Exercise directions: Could you scale the material below by rewriting every line, requests included, with each pixel coordinate in the answers multiplied by 0.45 and rounded to the nearest whole number, halves rounding up? Leave the pictures out of your version.
################
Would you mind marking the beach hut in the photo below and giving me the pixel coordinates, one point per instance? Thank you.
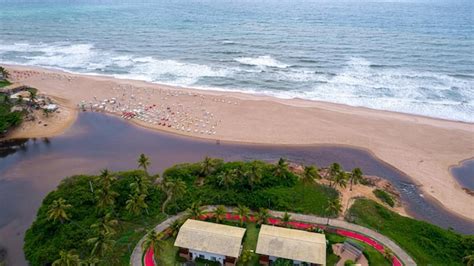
(210, 241)
(303, 248)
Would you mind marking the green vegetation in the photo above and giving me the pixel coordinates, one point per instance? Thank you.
(8, 119)
(384, 197)
(426, 243)
(103, 217)
(373, 256)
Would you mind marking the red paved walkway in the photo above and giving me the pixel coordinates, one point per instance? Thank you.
(148, 260)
################
Solution:
Would you mind marking the beach hut in the photo below and giving me the pixel coordinates, one point per instance? Thank you.
(95, 108)
(136, 112)
Would you mind marking the green vegetation in the photo above and giving me the pixel coordinates, one point per instance? Thank you.
(4, 54)
(173, 89)
(192, 109)
(46, 98)
(168, 115)
Would you mind marking the red paved walkway in the photo above and giving me the pixel coordinates, one point per instance? Thank you.
(67, 117)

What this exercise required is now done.